__HOW TO COMPLETE THIS TASK__. The answer must be every entry, given again word for word.

(DATA EXCERPTS)

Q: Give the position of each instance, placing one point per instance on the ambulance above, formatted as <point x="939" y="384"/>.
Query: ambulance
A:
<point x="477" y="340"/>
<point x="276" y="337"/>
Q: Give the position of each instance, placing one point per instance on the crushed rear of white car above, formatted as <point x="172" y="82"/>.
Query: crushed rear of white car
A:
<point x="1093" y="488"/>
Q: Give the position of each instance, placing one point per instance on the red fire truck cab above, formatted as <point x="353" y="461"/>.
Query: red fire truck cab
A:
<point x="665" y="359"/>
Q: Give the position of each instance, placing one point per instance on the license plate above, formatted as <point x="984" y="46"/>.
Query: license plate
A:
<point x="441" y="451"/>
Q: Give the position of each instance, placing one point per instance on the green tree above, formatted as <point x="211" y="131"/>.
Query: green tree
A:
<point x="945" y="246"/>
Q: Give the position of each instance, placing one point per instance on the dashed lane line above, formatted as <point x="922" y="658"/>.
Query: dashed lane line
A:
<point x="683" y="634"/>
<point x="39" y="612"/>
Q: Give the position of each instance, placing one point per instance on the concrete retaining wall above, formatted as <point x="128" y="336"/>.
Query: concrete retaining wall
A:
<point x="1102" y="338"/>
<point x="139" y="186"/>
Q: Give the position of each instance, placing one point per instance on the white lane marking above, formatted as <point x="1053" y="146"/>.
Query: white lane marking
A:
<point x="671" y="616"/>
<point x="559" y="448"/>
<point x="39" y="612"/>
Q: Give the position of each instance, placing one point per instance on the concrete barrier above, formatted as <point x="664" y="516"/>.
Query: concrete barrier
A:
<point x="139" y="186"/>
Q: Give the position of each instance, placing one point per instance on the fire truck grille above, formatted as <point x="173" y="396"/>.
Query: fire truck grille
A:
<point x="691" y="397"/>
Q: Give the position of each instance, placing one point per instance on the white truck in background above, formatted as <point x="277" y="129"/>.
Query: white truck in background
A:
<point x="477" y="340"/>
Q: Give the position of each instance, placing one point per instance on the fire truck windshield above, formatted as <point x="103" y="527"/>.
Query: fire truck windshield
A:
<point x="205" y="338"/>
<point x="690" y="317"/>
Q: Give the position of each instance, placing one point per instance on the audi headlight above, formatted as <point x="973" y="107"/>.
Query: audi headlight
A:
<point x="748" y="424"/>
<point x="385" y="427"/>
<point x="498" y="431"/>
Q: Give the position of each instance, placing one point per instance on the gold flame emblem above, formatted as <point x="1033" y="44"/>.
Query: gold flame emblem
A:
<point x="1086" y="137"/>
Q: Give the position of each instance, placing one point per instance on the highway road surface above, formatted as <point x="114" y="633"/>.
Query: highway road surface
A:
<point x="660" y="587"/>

(End DATA EXCERPTS)

__RESPONSE AREA__.
Q: Give the position of each instance, placing one point per instance on the ambulance above, formatted as <point x="939" y="384"/>.
Query: ambulance
A:
<point x="477" y="340"/>
<point x="276" y="337"/>
Q: Give the position of each instance, placing one point per instance on the crushed rear of white car above, formatted as <point x="172" y="82"/>.
Query: crushed rear of white car
A:
<point x="1093" y="488"/>
Q: Give the position of each instance, placing one point per instance on the red fire truck cab above, formatted as <point x="353" y="461"/>.
Query: red fire truck cab
A:
<point x="665" y="359"/>
Q: Give the position of each instance, placing one point per instance on the license plate above, formatted as <point x="984" y="46"/>.
Query: license plate
A:
<point x="441" y="451"/>
Q: Give the position of each instance, placing one point per instance on the green tree above, formatted as <point x="211" y="131"/>.
Query: green tree
A:
<point x="945" y="246"/>
Q: Give the position of each instance, placing one point per instance on the dashed lane line above, formatted as <point x="922" y="658"/>.
Query: dashed lane line
A:
<point x="683" y="634"/>
<point x="39" y="612"/>
Q: Give the position of each instance, placing one point per instance on the concrete retaining wall above, formatted as <point x="128" y="336"/>.
Query: concrete retaining wall
A:
<point x="1102" y="338"/>
<point x="139" y="186"/>
Q: Give the position of each instance, placing one point per instance on the white lane marking above, formatted as <point x="1053" y="146"/>.
Query: white lane marking
A:
<point x="671" y="616"/>
<point x="559" y="448"/>
<point x="39" y="612"/>
Q: Give the position of each instance, placing one point per instance on the concrete barrier above, formatted as <point x="664" y="516"/>.
Query: concrete barrier
A:
<point x="139" y="186"/>
Q: Give the position of each instance, placing one point per instance on the fire truck grille above, formatted as <point x="173" y="396"/>.
Query: fire truck grille
A:
<point x="691" y="397"/>
Q: Give the position of each instance, placing one point per instance on the white truck in background above, formatted as <point x="277" y="129"/>.
Query: white truck in background
A:
<point x="477" y="340"/>
Q: Give the position of each instance, placing one point per instance on the fire truck windshield above, formatted as <point x="103" y="527"/>.
Query: fire truck windshield
A:
<point x="205" y="338"/>
<point x="690" y="317"/>
Q: Give the position of each instance, placing one point per instance on the audi headlight above, formatted as <point x="973" y="107"/>.
Query: audi headlight
A:
<point x="748" y="424"/>
<point x="385" y="427"/>
<point x="498" y="431"/>
Q: Give the position of each instance, placing one point per instance on the gold flame emblem above, formatted as <point x="1033" y="44"/>.
Query: gold flame emblem
A:
<point x="1086" y="137"/>
Q: Give the position of each instance, placing one point per instance on the highway road surface above, formatted as <point x="114" y="633"/>.
Query: highway road surface
A:
<point x="660" y="587"/>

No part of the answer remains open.